» **Consigne écrite A**
Recopiez fidèlement le passage du témoignage sur l'aquaphobie qui va de « Un traumatisme est » à « a failli m’emporter. ».
» **Consigne écrite B**
Indiquez, d'après le témoignage sur l'aquaphobie, sur quelle plage la personne qui témoigne a failli se noyer.

» **Extrait de page**
########
Vaincre son aquaphobie : témoignage
À l’âge de 4 ans, j’ai failli me noyer à la plage du Havre. Il a suffit d’un moment d’inattention de mes parents. Je m’avance vers l’eau. Je pense pouvoir marcher dans l’eau comme sur terre. Je m’avance encore plus profondément… Et je me souviens de cette sensation « machine à laver », de l’eau salée qui envahit ma bouche, mon nez, de cette femme qui me sort de l’eau et m’amène au poste de secours.
Un traumatisme est né. J’ai peur de la mer. J’ai peur de mettre la tête sous l’eau. J’ai peur car je ne maitrise pas l’eau. J’ai peur car je ne comprends pas cet élément qui a failli m’emporter.
########
» **Données affichées**
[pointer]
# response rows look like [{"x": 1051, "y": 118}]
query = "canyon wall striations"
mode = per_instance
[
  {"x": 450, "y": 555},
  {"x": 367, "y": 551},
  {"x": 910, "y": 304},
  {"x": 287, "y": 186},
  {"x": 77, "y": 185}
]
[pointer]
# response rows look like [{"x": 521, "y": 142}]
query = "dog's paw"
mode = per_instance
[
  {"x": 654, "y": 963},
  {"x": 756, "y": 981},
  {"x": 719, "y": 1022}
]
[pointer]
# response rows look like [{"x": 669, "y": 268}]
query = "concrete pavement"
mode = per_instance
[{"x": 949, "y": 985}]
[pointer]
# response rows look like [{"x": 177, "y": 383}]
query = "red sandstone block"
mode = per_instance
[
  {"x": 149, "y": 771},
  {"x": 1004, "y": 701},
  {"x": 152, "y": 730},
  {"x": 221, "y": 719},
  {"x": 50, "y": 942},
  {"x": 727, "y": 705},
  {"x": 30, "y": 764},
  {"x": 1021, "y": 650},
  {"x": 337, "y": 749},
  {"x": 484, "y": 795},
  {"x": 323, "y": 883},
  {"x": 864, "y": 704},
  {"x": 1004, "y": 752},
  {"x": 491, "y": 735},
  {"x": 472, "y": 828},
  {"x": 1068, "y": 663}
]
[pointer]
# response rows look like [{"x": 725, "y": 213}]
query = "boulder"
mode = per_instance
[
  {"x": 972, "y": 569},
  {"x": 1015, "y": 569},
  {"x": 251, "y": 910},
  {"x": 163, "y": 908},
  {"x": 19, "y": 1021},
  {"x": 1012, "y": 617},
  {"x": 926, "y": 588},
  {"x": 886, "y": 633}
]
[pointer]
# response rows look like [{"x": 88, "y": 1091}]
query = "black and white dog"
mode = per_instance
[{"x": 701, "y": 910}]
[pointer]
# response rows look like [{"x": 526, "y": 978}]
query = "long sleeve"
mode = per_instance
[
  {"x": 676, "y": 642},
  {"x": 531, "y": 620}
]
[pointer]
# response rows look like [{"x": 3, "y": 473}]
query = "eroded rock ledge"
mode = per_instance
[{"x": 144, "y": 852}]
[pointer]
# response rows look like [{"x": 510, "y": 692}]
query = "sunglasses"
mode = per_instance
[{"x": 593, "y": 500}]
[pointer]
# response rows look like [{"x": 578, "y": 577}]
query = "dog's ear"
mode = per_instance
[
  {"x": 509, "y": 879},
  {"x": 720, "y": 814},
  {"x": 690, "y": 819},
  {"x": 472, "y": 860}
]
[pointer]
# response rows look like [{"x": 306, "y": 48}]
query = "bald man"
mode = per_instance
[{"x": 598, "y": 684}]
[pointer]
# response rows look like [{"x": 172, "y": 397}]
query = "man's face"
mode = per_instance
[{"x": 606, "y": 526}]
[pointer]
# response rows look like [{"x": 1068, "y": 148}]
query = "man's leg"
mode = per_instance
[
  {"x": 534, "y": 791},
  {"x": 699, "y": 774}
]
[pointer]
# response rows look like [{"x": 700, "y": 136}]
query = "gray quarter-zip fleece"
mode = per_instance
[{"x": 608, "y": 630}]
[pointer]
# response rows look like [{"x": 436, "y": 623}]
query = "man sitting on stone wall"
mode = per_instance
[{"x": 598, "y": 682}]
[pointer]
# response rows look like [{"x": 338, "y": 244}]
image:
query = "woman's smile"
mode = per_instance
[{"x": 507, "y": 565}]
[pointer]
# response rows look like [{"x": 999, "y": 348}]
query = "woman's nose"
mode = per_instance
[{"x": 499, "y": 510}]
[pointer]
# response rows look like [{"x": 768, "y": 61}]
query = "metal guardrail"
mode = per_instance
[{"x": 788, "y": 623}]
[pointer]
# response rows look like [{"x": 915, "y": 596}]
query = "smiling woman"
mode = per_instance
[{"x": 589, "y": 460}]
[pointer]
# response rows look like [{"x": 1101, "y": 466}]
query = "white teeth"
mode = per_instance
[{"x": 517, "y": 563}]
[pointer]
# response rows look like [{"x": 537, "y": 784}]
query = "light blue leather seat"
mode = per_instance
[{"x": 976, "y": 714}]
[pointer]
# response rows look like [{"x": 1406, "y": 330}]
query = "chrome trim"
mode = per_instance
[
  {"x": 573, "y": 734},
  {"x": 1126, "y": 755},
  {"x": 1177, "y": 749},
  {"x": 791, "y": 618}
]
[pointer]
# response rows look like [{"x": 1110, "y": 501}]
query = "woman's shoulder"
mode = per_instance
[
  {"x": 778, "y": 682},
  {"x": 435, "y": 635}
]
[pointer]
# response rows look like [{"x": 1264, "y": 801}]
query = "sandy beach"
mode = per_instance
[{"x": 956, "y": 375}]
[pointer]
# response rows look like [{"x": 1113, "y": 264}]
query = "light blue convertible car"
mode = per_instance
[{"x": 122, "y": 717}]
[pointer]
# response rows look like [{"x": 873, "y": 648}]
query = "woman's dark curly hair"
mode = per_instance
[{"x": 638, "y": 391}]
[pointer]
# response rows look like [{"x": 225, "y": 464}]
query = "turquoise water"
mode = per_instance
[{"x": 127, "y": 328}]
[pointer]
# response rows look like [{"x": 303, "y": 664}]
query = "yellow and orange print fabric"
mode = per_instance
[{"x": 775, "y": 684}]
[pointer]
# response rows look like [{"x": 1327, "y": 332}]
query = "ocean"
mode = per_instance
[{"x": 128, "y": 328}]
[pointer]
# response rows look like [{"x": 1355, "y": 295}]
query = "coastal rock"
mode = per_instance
########
» **Résultat attendu A**
Un traumatisme est né. J’ai peur de la mer. J’ai peur de mettre la tête sous l’eau. J’ai peur car je ne maitrise pas l’eau. J’ai peur car je ne comprends pas cet élément qui a failli m’emporter.

» **Résultat attendu B**
À la plage du Havre.